## YOUR GOAL:
Write out the lines of the material from the line holding "target: green foliage" through the line holding "44 102 L 44", with both of those lines included, and nothing else.
┌────────
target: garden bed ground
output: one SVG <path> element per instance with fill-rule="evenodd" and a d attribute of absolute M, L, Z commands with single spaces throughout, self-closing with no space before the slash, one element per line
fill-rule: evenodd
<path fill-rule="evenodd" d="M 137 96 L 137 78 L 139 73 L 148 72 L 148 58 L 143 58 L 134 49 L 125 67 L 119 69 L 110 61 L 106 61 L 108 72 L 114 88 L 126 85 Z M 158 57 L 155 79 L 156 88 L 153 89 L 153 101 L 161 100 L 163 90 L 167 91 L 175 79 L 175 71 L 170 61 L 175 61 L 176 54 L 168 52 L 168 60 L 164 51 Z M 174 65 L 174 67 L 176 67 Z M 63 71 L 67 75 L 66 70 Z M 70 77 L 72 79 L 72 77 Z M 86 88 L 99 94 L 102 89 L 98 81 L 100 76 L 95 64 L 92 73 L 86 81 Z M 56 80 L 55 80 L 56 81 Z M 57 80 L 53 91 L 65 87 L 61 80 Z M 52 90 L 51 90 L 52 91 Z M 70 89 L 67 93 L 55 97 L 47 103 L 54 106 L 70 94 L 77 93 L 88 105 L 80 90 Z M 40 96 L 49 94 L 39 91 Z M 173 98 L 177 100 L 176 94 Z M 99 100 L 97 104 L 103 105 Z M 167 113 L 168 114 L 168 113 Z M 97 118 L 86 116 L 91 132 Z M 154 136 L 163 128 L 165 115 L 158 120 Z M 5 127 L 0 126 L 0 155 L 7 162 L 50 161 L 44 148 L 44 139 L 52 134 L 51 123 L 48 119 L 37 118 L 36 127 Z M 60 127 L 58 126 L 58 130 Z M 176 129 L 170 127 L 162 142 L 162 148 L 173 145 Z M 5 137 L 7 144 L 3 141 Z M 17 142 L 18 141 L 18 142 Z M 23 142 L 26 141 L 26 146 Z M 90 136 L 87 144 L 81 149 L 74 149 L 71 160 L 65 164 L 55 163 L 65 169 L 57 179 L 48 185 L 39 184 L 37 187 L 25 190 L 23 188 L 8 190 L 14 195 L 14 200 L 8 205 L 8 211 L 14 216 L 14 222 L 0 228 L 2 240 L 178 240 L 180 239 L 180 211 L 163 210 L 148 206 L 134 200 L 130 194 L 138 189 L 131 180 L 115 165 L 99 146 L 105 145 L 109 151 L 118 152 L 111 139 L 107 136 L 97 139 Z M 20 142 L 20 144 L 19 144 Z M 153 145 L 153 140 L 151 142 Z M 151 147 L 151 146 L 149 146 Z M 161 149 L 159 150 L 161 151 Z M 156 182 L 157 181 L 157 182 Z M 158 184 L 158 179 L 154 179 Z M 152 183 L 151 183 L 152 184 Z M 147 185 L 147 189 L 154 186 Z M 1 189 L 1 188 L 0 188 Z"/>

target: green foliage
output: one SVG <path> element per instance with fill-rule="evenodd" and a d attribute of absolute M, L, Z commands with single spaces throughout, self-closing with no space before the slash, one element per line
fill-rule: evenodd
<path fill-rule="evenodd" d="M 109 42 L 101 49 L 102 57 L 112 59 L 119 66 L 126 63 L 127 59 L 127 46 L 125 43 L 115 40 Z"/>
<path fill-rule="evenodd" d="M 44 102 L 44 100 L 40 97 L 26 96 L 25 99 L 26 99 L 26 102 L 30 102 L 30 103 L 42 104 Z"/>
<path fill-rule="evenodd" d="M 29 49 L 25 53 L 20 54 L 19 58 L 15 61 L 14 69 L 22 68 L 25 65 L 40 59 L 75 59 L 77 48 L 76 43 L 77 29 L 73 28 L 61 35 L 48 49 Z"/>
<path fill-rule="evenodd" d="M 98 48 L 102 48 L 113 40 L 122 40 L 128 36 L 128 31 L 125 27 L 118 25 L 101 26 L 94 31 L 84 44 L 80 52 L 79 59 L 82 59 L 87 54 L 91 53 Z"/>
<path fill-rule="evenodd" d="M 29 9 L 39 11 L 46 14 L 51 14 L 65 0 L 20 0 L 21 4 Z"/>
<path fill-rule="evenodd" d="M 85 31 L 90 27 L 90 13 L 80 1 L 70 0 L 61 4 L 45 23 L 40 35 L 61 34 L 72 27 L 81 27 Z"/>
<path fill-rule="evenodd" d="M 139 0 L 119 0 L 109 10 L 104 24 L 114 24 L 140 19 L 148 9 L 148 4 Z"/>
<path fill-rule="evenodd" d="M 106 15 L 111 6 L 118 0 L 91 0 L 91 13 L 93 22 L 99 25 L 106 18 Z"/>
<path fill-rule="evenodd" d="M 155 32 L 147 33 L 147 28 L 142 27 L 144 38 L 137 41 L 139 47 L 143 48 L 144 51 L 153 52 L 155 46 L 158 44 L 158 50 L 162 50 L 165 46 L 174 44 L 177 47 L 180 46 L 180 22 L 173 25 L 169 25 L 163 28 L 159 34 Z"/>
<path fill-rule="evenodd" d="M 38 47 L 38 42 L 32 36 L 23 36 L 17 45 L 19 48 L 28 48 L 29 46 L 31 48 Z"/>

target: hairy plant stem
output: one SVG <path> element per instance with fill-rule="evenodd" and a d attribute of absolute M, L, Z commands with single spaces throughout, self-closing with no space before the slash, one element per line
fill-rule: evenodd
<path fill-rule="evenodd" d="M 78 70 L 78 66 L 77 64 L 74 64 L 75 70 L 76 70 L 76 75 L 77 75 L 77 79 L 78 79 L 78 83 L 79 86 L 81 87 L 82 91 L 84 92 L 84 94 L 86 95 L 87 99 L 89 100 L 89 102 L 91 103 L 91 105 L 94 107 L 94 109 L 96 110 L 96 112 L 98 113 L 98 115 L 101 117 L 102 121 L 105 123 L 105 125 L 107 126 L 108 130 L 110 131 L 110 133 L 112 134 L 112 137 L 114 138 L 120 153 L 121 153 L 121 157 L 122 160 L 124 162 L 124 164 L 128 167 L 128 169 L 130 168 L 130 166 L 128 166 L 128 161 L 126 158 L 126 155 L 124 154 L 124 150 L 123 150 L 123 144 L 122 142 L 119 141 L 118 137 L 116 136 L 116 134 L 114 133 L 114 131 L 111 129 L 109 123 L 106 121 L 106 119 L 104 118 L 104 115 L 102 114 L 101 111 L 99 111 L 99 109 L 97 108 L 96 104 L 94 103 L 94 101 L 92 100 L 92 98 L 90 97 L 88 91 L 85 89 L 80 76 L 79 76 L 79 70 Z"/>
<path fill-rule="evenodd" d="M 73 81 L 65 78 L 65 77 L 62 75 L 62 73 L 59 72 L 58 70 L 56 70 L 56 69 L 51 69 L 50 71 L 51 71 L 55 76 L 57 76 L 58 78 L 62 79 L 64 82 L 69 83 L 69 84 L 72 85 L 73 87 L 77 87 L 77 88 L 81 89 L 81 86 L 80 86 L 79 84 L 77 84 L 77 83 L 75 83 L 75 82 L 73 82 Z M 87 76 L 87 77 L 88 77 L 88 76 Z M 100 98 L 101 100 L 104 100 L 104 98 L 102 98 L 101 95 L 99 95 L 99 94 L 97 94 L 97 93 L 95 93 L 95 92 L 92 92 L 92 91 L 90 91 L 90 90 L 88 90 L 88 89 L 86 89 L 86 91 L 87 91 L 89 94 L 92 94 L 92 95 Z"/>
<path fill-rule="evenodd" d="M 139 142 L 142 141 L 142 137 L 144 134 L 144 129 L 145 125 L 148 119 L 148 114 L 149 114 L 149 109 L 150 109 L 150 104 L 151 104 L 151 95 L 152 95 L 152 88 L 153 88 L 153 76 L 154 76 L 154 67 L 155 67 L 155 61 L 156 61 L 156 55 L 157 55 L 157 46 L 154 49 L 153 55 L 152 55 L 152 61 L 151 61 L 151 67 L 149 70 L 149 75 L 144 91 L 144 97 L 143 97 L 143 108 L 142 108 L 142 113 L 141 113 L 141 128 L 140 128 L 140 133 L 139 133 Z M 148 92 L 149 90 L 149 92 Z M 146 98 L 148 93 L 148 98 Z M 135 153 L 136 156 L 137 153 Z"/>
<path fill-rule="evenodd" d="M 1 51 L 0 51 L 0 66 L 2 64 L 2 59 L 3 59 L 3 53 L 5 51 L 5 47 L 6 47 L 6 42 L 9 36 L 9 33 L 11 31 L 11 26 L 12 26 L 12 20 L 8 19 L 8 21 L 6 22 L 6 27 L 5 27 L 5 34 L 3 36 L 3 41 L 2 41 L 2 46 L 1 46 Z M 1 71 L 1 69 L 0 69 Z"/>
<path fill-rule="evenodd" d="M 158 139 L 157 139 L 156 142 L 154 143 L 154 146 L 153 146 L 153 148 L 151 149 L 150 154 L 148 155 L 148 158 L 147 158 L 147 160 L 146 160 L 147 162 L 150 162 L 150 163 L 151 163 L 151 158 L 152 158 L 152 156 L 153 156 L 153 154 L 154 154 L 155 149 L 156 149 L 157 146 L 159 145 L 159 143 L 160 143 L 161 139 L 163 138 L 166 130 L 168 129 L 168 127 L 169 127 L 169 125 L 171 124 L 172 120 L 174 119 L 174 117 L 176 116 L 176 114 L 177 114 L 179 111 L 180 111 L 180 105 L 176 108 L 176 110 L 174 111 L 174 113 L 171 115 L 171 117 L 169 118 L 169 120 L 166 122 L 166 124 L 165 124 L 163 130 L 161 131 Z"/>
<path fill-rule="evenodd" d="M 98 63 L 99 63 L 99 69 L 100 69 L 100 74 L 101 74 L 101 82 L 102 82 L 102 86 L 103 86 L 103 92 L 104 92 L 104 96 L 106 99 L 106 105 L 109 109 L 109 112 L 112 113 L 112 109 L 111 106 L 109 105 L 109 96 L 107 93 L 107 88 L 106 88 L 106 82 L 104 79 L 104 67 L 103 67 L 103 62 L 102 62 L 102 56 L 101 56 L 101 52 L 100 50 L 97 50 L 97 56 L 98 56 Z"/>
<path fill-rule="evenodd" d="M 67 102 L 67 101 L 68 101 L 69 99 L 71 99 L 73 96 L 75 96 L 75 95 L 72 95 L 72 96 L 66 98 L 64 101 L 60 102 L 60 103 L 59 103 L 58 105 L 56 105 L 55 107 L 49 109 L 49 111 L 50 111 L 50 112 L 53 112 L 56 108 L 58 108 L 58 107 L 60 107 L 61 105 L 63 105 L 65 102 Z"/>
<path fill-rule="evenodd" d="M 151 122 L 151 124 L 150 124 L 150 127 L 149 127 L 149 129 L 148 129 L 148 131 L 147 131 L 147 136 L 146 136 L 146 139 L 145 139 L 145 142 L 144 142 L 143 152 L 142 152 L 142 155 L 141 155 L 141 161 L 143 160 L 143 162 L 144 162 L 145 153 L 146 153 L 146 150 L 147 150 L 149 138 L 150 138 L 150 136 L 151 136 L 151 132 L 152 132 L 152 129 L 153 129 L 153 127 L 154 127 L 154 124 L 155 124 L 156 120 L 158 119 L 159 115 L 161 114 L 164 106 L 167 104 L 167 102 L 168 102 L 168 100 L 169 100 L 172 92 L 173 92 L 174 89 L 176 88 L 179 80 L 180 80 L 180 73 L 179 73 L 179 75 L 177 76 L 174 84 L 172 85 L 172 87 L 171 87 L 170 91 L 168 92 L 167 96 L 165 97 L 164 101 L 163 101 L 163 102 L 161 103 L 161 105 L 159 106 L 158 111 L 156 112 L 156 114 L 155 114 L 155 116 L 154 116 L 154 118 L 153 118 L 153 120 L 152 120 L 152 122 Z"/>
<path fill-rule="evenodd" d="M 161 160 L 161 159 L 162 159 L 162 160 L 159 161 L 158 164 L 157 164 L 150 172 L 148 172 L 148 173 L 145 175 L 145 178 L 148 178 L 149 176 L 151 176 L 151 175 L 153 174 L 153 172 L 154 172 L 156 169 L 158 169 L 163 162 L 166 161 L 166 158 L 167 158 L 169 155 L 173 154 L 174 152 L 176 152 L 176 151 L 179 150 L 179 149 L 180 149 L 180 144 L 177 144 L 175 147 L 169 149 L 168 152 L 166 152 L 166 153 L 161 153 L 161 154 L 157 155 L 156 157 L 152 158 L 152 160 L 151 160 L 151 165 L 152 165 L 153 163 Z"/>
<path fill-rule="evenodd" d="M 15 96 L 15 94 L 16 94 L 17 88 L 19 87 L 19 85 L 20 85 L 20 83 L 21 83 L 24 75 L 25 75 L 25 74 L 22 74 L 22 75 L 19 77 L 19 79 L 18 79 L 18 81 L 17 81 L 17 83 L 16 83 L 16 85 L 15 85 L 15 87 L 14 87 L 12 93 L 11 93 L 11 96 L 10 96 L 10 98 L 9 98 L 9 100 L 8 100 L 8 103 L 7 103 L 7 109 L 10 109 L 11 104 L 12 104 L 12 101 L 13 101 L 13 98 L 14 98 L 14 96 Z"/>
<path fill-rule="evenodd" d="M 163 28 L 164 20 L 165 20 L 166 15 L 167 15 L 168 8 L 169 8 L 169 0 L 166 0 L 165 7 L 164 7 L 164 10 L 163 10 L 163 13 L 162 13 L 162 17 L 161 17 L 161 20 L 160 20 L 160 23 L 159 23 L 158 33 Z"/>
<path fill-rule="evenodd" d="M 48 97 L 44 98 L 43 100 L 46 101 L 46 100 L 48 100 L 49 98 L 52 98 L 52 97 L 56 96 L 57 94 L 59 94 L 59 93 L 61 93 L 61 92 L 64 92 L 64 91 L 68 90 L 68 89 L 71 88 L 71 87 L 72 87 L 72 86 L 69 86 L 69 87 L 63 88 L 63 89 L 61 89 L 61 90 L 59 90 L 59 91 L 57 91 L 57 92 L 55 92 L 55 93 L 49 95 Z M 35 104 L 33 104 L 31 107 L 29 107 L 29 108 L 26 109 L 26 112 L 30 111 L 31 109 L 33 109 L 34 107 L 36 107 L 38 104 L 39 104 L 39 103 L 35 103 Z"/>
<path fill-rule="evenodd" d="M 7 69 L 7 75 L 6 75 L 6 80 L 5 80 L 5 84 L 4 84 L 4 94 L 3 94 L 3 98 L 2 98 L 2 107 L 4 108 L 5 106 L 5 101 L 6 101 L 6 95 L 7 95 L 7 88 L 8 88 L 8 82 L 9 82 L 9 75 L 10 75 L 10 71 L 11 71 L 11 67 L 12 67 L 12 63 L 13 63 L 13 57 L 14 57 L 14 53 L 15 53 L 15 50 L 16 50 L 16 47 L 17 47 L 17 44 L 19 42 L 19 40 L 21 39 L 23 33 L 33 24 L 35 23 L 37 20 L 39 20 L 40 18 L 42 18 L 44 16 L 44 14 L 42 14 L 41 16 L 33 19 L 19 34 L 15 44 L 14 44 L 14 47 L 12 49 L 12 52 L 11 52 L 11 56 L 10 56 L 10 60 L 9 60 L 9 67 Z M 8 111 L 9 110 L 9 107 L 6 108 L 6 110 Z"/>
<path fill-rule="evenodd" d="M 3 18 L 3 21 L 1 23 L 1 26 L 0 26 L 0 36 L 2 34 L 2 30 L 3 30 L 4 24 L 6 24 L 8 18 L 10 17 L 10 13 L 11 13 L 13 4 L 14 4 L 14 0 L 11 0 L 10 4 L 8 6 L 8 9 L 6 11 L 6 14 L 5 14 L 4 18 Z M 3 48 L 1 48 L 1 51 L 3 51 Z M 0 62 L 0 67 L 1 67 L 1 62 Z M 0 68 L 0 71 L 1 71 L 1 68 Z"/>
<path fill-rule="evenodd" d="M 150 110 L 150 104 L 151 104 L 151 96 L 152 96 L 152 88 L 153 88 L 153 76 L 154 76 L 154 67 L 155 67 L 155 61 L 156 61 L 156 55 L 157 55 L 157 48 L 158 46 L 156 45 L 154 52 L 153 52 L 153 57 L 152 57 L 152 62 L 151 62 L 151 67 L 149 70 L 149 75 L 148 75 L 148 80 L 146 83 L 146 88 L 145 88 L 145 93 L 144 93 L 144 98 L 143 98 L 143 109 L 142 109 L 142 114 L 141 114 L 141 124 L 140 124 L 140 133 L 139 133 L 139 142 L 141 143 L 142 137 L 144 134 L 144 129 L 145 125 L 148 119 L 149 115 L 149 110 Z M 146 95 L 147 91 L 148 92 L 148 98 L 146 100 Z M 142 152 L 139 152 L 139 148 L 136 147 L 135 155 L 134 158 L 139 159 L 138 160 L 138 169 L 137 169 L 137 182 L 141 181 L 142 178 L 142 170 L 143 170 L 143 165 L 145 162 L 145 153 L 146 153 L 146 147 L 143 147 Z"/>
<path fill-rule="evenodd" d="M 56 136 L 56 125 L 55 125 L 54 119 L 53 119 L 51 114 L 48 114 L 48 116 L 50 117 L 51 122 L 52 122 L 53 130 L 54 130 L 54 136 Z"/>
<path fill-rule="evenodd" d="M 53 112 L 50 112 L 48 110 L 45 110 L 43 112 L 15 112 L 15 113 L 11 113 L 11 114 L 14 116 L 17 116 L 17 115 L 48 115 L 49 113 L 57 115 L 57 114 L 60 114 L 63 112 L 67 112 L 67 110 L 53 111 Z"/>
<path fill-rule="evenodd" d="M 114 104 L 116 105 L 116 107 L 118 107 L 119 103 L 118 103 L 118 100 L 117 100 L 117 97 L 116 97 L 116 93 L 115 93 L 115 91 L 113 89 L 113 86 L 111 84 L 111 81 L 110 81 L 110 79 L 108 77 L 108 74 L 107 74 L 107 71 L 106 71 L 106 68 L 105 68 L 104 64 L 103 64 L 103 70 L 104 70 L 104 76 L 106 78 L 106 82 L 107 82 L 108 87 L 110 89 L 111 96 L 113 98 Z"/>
└────────
## WRITTEN RESPONSE:
target: green foliage
output: one SVG <path> element per instance with fill-rule="evenodd" and a d attribute of absolute M, L, Z commands with single spaces throughout, self-closing with no space before the slash, one element per line
fill-rule: evenodd
<path fill-rule="evenodd" d="M 109 42 L 101 49 L 102 57 L 112 59 L 119 66 L 126 63 L 127 59 L 127 46 L 125 43 L 115 40 Z"/>
<path fill-rule="evenodd" d="M 44 102 L 44 100 L 40 97 L 26 96 L 25 99 L 26 99 L 26 102 L 30 102 L 30 103 L 42 104 Z"/>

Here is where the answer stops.